### PASSAGE TO READ

Monday, March 14, 2005

Illustration Friday Theme - Fragile. I was thinking about this all day. I could draw a leaf falling from a tree or an old person or a baby or even a house of cards - one breath it's gone, can't get more fragile then that. Then I started thinking how fragile life really is, how fragile I really am. So I drew my hand. If I really wanted to, if I felt that tired, it would just take a cut across that very fragile layer of skin to the vein beneath and life would just drift away. I could do that, I could be that strong that I could break that fragile bond that holds me to life. Well, that's my entry. And I'm not suicidal, really. Just like to think dark thoughts every now and then.

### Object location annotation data
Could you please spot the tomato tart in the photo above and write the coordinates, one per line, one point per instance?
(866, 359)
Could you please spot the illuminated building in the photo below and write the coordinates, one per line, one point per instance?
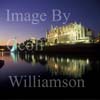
(33, 39)
(69, 34)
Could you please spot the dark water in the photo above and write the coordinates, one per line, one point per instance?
(51, 67)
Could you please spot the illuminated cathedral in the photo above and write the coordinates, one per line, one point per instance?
(69, 34)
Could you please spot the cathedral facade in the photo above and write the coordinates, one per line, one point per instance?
(69, 34)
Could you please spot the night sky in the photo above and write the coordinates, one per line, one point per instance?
(86, 12)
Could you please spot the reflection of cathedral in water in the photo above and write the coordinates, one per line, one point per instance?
(66, 66)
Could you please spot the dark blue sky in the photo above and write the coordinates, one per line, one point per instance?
(85, 11)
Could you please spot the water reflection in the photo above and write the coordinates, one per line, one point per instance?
(68, 66)
(58, 65)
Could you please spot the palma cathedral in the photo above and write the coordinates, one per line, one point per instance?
(69, 34)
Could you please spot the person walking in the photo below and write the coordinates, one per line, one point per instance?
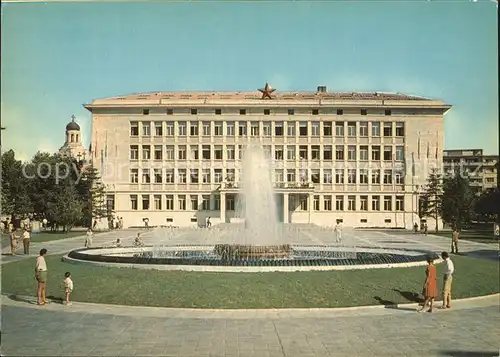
(447, 280)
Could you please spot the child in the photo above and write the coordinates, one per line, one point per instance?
(68, 286)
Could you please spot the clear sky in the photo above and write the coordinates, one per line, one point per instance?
(57, 56)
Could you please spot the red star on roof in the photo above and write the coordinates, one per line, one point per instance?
(267, 91)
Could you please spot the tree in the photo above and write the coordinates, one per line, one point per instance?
(457, 201)
(433, 196)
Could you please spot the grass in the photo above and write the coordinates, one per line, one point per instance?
(126, 286)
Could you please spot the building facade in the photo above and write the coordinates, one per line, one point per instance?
(175, 157)
(481, 169)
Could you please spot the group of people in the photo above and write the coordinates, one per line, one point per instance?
(430, 289)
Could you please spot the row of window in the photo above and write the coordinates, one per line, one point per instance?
(206, 176)
(266, 128)
(293, 152)
(314, 111)
(330, 203)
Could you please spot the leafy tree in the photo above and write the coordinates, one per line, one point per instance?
(433, 196)
(457, 200)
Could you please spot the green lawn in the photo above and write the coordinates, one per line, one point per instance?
(128, 286)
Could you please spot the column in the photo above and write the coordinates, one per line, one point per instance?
(286, 212)
(222, 207)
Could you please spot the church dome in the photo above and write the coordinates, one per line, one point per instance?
(72, 125)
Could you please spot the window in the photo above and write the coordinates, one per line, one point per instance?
(134, 152)
(230, 128)
(327, 129)
(339, 203)
(169, 203)
(145, 202)
(146, 152)
(363, 176)
(230, 152)
(181, 200)
(205, 152)
(339, 152)
(327, 203)
(134, 128)
(254, 128)
(133, 202)
(327, 176)
(315, 128)
(169, 126)
(206, 128)
(194, 202)
(157, 199)
(316, 203)
(363, 203)
(351, 129)
(387, 129)
(278, 128)
(218, 152)
(182, 175)
(158, 128)
(339, 129)
(158, 152)
(134, 175)
(387, 203)
(303, 128)
(376, 153)
(182, 155)
(193, 128)
(158, 175)
(400, 203)
(387, 177)
(387, 153)
(351, 152)
(205, 203)
(315, 153)
(400, 129)
(327, 152)
(182, 128)
(193, 174)
(376, 128)
(169, 176)
(146, 129)
(363, 128)
(242, 128)
(351, 203)
(339, 176)
(278, 152)
(169, 153)
(351, 176)
(400, 153)
(303, 152)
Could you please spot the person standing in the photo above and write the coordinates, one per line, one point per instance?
(41, 277)
(430, 291)
(454, 241)
(26, 241)
(447, 280)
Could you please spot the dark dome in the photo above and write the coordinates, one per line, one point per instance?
(72, 125)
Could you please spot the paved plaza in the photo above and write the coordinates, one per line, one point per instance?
(470, 329)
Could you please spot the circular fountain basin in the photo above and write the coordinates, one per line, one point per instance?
(206, 258)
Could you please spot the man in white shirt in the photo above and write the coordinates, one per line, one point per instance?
(447, 280)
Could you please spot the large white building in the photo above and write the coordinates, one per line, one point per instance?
(175, 157)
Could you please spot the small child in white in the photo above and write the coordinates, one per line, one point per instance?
(68, 286)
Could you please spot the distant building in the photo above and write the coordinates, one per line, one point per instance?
(175, 157)
(481, 169)
(73, 144)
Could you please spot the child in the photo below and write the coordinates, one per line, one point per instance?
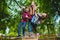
(38, 18)
(25, 17)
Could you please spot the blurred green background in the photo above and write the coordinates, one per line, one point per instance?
(10, 16)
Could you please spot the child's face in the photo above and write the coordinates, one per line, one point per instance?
(32, 4)
(27, 9)
(44, 15)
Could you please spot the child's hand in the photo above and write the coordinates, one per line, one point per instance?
(26, 16)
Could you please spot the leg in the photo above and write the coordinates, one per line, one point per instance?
(19, 27)
(34, 28)
(29, 27)
(23, 27)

### PROBLEMS
a: Pick out and copy every row that contains the word "cathedral", treating uppercase and lowercase as distinct.
b: Resume the blog entry on the "Fragile" theme, writing on from its final sentence.
The blog entry and the rows have no connection to each other.

### OUTPUTS
a:
Could you please spot the illuminated cathedral in the photo above and write the coordinates, one per line, one point per instance?
Could you please spot the cathedral facade in the photo above and write the coordinates, one per line, one point per instance?
Could you please spot the reflection of cathedral in water in the photo above and write the coordinates, one per line, one point per instance?
Could you please spot the palma cathedral in the photo above and write the coordinates, one per line, one point per instance?

b:
3/16/05 - From the emails and the comments I've received on this post, I think it must have touched alot of people. I'm grateful for all the concern and the comments. One thing I've learned about dysfunctional families - you either come out of it strong or not. Fortunately, I took my family as role models on what not to do, the kind of person not to be. The memories I have are there, they'll never go away, my childhood made me who I am. The pain may fade but the scares remain. That's just life you know. Not much you can do but stand up, smile and keep on drawing.

10 Comments:

Anonymous Anonymous said...

That's deep. Just come up to the surface once in a while and drink up the sunshine. Cheers !

8:35 PM  
Blogger Joe said...

Good take on theme girl!

8:54 PM  
Blogger Ellie said...

Ooooh... that IS deep... I like the way you colored this too.

9:45 PM  
Anonymous Anonymous said...

I like this interpretation - real does convey the theme well.

Detlef
http://www.detlefjumpertz.com

4:43 AM  
Blogger Anonymous said...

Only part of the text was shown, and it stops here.